Entries for bounding box labeling
---+---
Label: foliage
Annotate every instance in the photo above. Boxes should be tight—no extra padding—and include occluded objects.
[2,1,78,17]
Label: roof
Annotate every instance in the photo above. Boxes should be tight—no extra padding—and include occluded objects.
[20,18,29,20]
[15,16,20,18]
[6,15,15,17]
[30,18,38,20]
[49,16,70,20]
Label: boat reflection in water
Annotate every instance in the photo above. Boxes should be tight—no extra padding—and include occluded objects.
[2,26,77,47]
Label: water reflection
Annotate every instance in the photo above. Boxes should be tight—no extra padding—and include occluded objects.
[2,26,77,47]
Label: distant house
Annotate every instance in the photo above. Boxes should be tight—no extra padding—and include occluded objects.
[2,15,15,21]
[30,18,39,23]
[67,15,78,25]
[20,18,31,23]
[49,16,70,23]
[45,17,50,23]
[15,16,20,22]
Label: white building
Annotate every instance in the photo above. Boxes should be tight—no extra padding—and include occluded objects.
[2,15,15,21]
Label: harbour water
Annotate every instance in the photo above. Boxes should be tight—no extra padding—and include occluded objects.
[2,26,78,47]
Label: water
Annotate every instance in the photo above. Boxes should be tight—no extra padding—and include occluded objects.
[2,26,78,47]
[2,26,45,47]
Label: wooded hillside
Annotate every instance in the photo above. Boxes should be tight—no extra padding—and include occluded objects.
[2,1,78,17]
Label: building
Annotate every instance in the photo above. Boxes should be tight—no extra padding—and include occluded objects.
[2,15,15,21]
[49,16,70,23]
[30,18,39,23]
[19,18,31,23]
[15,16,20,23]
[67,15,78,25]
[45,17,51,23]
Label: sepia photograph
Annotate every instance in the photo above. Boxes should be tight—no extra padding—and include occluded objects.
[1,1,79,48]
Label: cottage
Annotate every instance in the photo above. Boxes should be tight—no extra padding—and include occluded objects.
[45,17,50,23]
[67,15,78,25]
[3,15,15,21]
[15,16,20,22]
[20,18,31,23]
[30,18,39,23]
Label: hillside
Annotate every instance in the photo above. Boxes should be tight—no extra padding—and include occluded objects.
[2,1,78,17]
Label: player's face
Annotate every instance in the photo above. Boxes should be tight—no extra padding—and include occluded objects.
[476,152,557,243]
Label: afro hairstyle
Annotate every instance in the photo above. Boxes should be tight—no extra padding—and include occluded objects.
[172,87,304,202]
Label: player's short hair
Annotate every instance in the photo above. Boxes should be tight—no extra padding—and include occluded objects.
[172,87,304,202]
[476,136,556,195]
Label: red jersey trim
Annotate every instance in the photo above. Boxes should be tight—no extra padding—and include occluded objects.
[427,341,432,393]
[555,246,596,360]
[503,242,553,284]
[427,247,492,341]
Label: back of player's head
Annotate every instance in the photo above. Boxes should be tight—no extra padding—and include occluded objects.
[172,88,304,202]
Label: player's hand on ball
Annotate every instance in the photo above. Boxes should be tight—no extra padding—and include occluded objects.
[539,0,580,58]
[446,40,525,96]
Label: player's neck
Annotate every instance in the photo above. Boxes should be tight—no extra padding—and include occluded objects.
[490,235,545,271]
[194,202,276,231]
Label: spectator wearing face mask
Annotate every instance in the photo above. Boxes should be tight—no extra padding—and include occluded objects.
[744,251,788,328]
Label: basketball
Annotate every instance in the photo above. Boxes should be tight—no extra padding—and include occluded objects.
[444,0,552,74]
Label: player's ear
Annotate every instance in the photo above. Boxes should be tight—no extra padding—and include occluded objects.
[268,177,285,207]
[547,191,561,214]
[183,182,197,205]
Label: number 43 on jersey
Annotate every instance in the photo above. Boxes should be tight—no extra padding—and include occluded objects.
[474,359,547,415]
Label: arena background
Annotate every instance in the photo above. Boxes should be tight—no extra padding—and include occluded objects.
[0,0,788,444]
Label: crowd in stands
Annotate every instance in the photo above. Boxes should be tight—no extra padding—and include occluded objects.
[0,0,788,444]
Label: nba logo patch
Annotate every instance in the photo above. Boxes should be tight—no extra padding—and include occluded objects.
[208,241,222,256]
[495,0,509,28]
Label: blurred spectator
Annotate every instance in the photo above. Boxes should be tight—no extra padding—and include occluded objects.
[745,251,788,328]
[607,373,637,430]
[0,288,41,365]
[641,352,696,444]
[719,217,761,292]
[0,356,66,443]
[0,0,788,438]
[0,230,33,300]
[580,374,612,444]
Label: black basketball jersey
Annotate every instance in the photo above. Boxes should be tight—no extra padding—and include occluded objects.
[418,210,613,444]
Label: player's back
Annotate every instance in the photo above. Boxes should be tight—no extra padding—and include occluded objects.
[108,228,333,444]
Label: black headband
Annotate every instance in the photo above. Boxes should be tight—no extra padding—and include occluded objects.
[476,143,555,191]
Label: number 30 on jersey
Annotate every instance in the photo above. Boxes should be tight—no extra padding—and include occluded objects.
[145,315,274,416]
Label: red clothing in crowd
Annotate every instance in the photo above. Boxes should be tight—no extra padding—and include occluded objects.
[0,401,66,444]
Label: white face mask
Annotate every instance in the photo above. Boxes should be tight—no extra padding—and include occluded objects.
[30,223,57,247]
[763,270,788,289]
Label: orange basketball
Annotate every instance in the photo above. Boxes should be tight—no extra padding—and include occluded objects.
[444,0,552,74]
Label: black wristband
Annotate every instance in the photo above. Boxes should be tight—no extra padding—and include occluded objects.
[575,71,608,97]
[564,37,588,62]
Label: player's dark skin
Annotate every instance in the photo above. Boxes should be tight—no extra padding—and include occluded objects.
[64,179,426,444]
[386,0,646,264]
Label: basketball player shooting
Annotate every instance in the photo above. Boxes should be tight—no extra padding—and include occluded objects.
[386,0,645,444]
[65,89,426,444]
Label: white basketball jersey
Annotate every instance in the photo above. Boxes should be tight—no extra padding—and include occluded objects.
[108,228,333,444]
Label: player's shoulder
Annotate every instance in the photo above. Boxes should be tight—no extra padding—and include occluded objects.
---+---
## TASK DIRECTIONS
Lay out the entries above as a JSON list of strings, one string per line, leaving out blank lines.

## WRITTEN ANSWER
[
  "Label: foliage",
  "Annotate every instance in the photo above. Boxes should be tight—no extra padding—and include occluded objects.",
  "[2,1,78,17]",
  "Label: roof",
  "Annotate every instance in the photo above. Boxes should be tight—no extra padding—and include occluded objects.",
  "[20,18,29,20]",
  "[15,16,20,18]",
  "[6,15,15,17]",
  "[30,18,38,20]",
  "[49,16,70,20]",
  "Label: boat reflection in water",
  "Annotate every instance in the photo above. Boxes should be tight—no extra padding—and include occluded objects.",
  "[2,26,77,47]",
  "Label: water reflection",
  "Annotate every instance in the photo above. Boxes should be tight—no extra padding—and include occluded objects.",
  "[2,26,77,47]",
  "Label: distant house",
  "Annotate every instance in the photo above. Boxes should be tight—no extra padding—and include occluded objects.",
  "[2,15,15,21]",
  "[30,18,39,23]",
  "[67,15,78,25]",
  "[20,18,31,23]",
  "[49,16,70,23]",
  "[45,17,50,23]",
  "[15,16,20,22]",
  "Label: white building",
  "Annotate every instance in the photo above. Boxes should be tight—no extra padding—and include occluded objects.",
  "[2,15,15,21]",
  "Label: harbour water",
  "Annotate every instance in the photo above. Boxes should be tight—no extra padding—and include occluded objects.",
  "[2,26,78,47]",
  "Label: water",
  "Annotate every instance in the photo above. Boxes should be tight—no extra padding—and include occluded objects.",
  "[2,26,78,47]",
  "[2,26,45,47]",
  "Label: wooded hillside",
  "Annotate every instance in the photo above. Boxes should be tight—no extra padding—and include occluded objects.",
  "[2,1,78,17]",
  "Label: building",
  "Annotate every instance in the photo above. Boxes should be tight—no extra padding—and include occluded objects.",
  "[2,15,15,21]",
  "[49,16,70,23]",
  "[30,18,39,23]",
  "[19,18,31,23]",
  "[15,16,20,23]",
  "[67,15,78,25]",
  "[45,17,51,23]",
  "Label: sepia photograph",
  "Annotate every instance in the photo above. Boxes should be tight—no extra padding—and include occluded objects.",
  "[1,1,79,48]",
  "Label: cottage",
  "Annotate every instance in the photo above. Boxes should be tight—no extra padding—and include occluded objects.",
  "[45,17,50,23]",
  "[67,15,78,25]",
  "[3,15,15,21]",
  "[15,16,20,22]",
  "[20,18,31,23]",
  "[30,18,39,23]",
  "Label: hillside",
  "Annotate every instance in the photo above. Boxes should be tight—no extra padding—and include occluded objects.",
  "[2,1,78,17]",
  "Label: player's face",
  "Annotate every instance in the photo above. Boxes should be tight—no extra padding—and include occluded objects.",
  "[476,152,557,243]",
  "Label: afro hairstyle",
  "Annotate every instance in the photo above. Boxes should be tight—no extra padding—and include occluded objects.",
  "[172,87,304,202]",
  "Label: player's short hair",
  "Annotate every instance in the photo above. Boxes should be tight—no extra padding—and include occluded objects.",
  "[172,87,304,202]",
  "[476,136,556,195]",
  "Label: red jersey trim",
  "Annotate every instance in the photo above. Boxes should be tight—no extra padding—and include occluded objects.",
  "[427,341,432,393]",
  "[555,246,596,360]",
  "[503,242,553,284]",
  "[427,247,492,341]",
  "Label: back of player's head",
  "Annotate every instance in the photo above. Boxes should be tight—no extra padding—and include occluded objects.",
  "[172,88,304,202]",
  "Label: player's hand on ball",
  "Annotate every instance in the photo above. Boxes should be tight—no extra padding—and include occluded objects.",
  "[539,0,580,58]",
  "[446,40,525,96]",
  "Label: player's neck",
  "Annotate every instance in the photo above. Boxes should be tight—no extra padding—and include occluded objects.",
  "[490,235,545,271]",
  "[194,202,276,231]",
  "Label: spectator wearing face mask",
  "Annotate every instance in the photo above. Boxes should be tight—no extra padding—and include occluded objects.",
  "[744,251,788,328]",
  "Label: basketball",
  "Annotate every instance in the photo above. Boxes should be tight—no extra padding—and include occluded objects.",
  "[444,0,552,74]",
  "Label: player's ear",
  "Annotate every instance in the photo above. Boxes should be tight—no extra padding—and include occluded objects.",
  "[268,177,285,207]",
  "[547,191,561,214]",
  "[183,182,197,205]",
  "Label: number 43 on jersey",
  "Annotate every instance in the photo above. Boxes should be tight—no extra padding—and include occluded objects.",
  "[474,359,547,415]",
  "Label: arena background",
  "Annotate every instance in the photo above. Boxes should be tight—no extra padding—and include occluded objects.",
  "[0,0,788,444]",
  "Label: crowd in stands",
  "Annotate every instance in the photo above. Boxes should be tight—no extra padding—and include occluded objects.",
  "[0,0,788,444]",
  "Label: nba logo patch",
  "Annotate every instance in the photo above. Boxes should be tight—no extra padding—and include occluded objects.",
  "[208,241,222,256]",
  "[495,0,509,28]",
  "Label: blurred spectator",
  "Annotate every instance in the photo above. Boxes should be tight—no extra padding—and include occluded objects.",
  "[745,251,788,328]",
  "[607,373,637,430]",
  "[0,288,41,365]",
  "[641,352,696,444]",
  "[719,217,761,292]",
  "[0,356,66,443]",
  "[0,0,788,438]",
  "[0,230,33,300]",
  "[580,374,612,444]",
  "Label: black basketball jersey",
  "Annotate every instance in the photo above. Boxes should be tight—no extra padding—and include occluded objects.",
  "[418,210,613,444]",
  "Label: player's back",
  "Annotate every instance in the photo above. Boxes should be tight—no extra padding—and include occluded objects.",
  "[108,228,333,444]",
  "Label: black headband",
  "Annotate every instance in the photo above. Boxes should be tight—no extra padding—and include occluded objects.",
  "[476,143,555,191]",
  "Label: number 30 on jersey",
  "Annotate every instance in the photo above. Boxes should be tight—no extra padding—and include occluded objects.",
  "[145,315,274,416]",
  "Label: red clothing in crowd",
  "Annotate every instance in the photo above. Boxes should be tight—no extra padding—and include occluded objects.",
  "[0,401,66,444]",
  "Label: white face mask",
  "Annotate every instance in the photo above. Boxes should be tight—no extra padding—and include occluded objects.",
  "[30,223,57,247]",
  "[763,270,788,289]",
  "Label: orange basketball",
  "Annotate every instance in the photo above. Boxes should be tight—no extra padding—and include occluded objects.",
  "[444,0,552,74]",
  "Label: black wristband",
  "Annotate every instance in the photo above. Boxes should be tight—no extra padding—and include occluded objects.",
  "[575,71,608,97]",
  "[564,37,588,62]",
  "Label: player's dark skin",
  "Annotate every instance in the photo above. Boxes should be tight—no extra padding—and include occluded objects.",
  "[64,179,426,444]",
  "[386,0,646,264]",
  "Label: basketball player shooting",
  "Annotate every instance in the photo above. Boxes should be tight—no extra padding—and include occluded objects.",
  "[386,0,645,444]",
  "[65,89,426,444]",
  "Label: white basketball jersey",
  "Annotate every instance in the photo above. Boxes should be tight—no extra padding—and include occluded objects.",
  "[108,228,333,444]",
  "Label: player's shoulder",
  "Annotate every instance in the photo above. Boxes should be tight—no extra padding—and include occluded objects."
]